* What to do *
Exactly and only the lines from the one with "In the photo above, where can the water" through the end of the listing are to be transcribed, both ends included.

——————————

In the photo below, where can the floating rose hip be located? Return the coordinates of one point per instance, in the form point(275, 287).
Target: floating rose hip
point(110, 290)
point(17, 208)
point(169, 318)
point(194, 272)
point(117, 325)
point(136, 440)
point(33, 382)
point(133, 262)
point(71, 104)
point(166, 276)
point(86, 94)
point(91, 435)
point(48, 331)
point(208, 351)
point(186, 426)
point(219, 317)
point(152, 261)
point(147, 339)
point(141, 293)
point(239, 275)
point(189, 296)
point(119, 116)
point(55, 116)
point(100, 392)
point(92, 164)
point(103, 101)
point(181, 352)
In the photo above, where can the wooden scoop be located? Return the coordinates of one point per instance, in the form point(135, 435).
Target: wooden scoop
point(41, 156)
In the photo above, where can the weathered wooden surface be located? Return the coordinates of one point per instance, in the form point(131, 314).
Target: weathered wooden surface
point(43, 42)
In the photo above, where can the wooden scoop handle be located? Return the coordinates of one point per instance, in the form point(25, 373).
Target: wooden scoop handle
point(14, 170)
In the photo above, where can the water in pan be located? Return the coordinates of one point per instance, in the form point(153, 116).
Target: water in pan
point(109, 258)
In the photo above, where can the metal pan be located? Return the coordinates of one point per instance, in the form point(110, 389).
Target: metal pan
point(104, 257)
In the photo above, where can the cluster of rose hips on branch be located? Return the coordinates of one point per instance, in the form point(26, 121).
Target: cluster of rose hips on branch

——————————

* Result for this task *
In the photo above, where can the water in pan be located? Return the coordinates of one point per instance, in the form point(153, 116).
Target: water in pan
point(109, 258)
In the photo above, where can the metal pan be located? Return the coordinates of one point per instance, in the form point(110, 389).
Target: metal pan
point(104, 257)
In the photo above, where can the cluster of rose hips on branch be located? Return the coordinates of one point per instance, in the form point(26, 121).
Target: cluster of rose hips on branch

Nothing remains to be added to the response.